### Passage
+ + + + +

And I’m like, just, just let it go. Just let it go into universe. The new homeowner can ruin it if they must, but they might not do that. Leave it alone, please.

Susan Halla

That’s the other thing that we’ve done is the realtors that we’re using are actually favor shell. And I know them from modern STL. So the st louis modern group, they’re realtors that work, that work specifically on not specifically, but they do a lot of mid-century Realty, and they both live in mid-century homes, or have lived and so they know, yeah, they know how to market that. And so I have faith also that we’re going to find a new steward of this home that we’re in now who’s going to love it.

Susan Halla

And so the things that they were asking us to do, it’s interesting, like we have a finished basement and a, obviously, a finished upstairs, but the stairway in between to get into the basement just had this old, crappy carpet that I had never changed, and was there when I bought the house, and they said you really need to update the carpet or do something that, because, like, the downstairs is beautiful, the upstairs is beautiful, but the you know this, how you get between the two, isn’t beautiful.

Susan Halla

So, you know, we put in matching red oak stair treads to the red oak floors that are around the house, or, like, we know the floor needs to be changed in the kitchen, we had already put in a new floor at one point. It just, even though it was a good brand, the quality wasn’t there, and it has, it shows its age.

+ + + + +

### Task goal
Could you continue the transcript above about readying a mid-century home for sale, picking up right after its last sentence?

### Data shown
+ + + + +

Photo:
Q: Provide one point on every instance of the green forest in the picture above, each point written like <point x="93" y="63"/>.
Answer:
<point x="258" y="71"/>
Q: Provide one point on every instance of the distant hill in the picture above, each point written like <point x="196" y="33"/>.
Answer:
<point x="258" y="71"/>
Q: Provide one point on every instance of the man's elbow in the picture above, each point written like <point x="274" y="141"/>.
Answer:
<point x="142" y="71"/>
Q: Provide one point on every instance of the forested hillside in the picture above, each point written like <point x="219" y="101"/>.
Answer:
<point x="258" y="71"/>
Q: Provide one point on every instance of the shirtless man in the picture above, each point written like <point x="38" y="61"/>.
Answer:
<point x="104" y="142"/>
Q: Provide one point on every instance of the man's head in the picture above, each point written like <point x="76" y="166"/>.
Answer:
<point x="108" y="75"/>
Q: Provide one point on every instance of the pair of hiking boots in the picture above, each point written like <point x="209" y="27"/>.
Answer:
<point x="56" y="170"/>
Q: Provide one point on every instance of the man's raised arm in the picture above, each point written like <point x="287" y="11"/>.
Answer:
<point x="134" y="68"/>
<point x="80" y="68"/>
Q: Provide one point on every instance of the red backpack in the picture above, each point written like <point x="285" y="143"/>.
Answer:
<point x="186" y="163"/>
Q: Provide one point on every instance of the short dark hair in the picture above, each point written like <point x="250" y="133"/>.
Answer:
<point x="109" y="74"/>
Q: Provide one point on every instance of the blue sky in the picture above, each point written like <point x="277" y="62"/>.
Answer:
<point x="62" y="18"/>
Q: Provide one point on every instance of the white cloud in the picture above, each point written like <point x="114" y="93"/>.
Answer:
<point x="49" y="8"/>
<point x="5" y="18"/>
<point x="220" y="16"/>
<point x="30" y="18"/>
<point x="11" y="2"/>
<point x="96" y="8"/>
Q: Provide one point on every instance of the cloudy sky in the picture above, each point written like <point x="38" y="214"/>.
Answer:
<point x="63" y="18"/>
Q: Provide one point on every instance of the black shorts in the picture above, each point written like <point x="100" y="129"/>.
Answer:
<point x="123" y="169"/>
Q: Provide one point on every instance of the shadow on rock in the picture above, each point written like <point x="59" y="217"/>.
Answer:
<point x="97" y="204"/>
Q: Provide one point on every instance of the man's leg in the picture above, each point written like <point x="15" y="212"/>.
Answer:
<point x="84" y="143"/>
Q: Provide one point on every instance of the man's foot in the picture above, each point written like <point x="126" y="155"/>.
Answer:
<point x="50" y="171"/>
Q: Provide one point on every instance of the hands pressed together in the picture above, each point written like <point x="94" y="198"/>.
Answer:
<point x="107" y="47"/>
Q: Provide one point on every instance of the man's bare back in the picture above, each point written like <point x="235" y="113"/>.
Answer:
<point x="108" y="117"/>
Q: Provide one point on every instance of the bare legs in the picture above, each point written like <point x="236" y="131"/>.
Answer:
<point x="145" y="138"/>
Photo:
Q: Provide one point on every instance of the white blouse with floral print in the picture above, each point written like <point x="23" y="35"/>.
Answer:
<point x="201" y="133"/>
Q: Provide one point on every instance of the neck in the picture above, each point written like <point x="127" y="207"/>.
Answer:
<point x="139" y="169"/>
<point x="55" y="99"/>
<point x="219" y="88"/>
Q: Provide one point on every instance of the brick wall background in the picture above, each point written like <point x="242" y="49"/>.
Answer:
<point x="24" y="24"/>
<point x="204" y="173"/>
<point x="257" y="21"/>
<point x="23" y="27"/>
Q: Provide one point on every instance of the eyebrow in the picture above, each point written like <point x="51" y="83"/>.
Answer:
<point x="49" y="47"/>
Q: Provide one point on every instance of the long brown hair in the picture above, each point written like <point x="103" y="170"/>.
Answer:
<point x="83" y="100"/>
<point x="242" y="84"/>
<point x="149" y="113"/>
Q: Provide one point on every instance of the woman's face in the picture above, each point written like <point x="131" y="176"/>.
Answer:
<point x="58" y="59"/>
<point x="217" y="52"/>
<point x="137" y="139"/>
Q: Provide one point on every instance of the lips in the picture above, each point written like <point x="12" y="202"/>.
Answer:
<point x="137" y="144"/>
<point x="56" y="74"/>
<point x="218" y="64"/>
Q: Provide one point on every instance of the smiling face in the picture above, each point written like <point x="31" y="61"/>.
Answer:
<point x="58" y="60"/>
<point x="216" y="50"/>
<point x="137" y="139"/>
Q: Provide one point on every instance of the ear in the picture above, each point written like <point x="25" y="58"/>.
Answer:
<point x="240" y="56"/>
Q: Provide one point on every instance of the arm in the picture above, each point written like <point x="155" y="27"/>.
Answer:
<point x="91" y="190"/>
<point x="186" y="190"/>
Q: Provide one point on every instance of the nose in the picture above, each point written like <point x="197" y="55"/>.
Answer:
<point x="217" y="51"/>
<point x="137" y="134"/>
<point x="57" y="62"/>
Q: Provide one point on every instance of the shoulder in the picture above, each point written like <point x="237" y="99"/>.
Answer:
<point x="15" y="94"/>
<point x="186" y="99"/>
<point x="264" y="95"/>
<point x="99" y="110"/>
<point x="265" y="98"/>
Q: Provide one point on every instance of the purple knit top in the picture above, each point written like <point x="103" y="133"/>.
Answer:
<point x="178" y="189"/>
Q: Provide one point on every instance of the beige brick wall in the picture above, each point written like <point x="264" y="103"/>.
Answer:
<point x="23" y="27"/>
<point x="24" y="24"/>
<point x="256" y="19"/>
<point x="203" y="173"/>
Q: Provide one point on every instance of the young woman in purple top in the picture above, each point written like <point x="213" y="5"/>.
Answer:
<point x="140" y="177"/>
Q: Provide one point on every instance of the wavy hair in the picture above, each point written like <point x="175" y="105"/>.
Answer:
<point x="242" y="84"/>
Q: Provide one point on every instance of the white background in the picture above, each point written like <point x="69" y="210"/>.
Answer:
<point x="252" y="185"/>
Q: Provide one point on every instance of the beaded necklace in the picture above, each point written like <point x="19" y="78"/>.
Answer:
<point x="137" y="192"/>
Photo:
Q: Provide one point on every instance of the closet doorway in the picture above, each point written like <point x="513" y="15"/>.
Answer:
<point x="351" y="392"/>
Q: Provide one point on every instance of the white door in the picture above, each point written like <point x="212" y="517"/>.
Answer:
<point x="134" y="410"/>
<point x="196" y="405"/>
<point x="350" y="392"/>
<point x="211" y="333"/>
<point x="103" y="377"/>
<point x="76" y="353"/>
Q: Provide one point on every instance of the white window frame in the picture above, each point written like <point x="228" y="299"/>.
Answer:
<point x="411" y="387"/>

+ + + + +

### Result of this exercise
Susan Halla

So we’re going in with a really cool VCT floor, which, if somebody wanted to change it, we’re not spending a ton of money on that, because VCT you can get for about $1 a square. And so vital composition tile, in case you’re wondering. And it’s pretty do it yourself friendly. And so there’s, like, minimal things like that, or like our bathroom. Upstairs bathroom is all very mid-century. It has a beautiful turquoise tile. It really needed some grout rehab. So I’ve been doing that, taken out a bunch of old grout, and we’ll put some new grout in.

Susan Halla

Unfortunately, the time the it was a turquoise bathroom with a pink tub, and the pink tub has been re glazed, and so it needs, it needs to be re glazed again now, but we’ll just, we’ll go ahead and replace it. I mean, the turquoise tile stands on its own. It is still a beautiful mid-century bathroom. So they, they knew the little things to tell us to fix and not, like wholesale, like you need to tear out your bathroom, or anything like, like you need to tear out your because we have the original metal cabinets in our kitchen. They’re like, these are great.

Della Hansmann 

So, and they are. They are. They’re such a fine and so, yeah, matching the cool features of your house with a buyer who’s going to appreciate them is so important. And I think it actually is interesting to think about, what should you what could you do to the house that you can see right now that you want to, particularly as a homeowner who loves their mid-century home, and hopes to see it maintained, to take out a question mark, so that a new owner who likes it but doesn’t quite know all the details doesn’t say, Oh, the tile needs Rerouting. I’m going to call a tile guy and get advice, and the tile guy comes in and says, I could do new tile in here. Subway tile is nice. And then our heads explode.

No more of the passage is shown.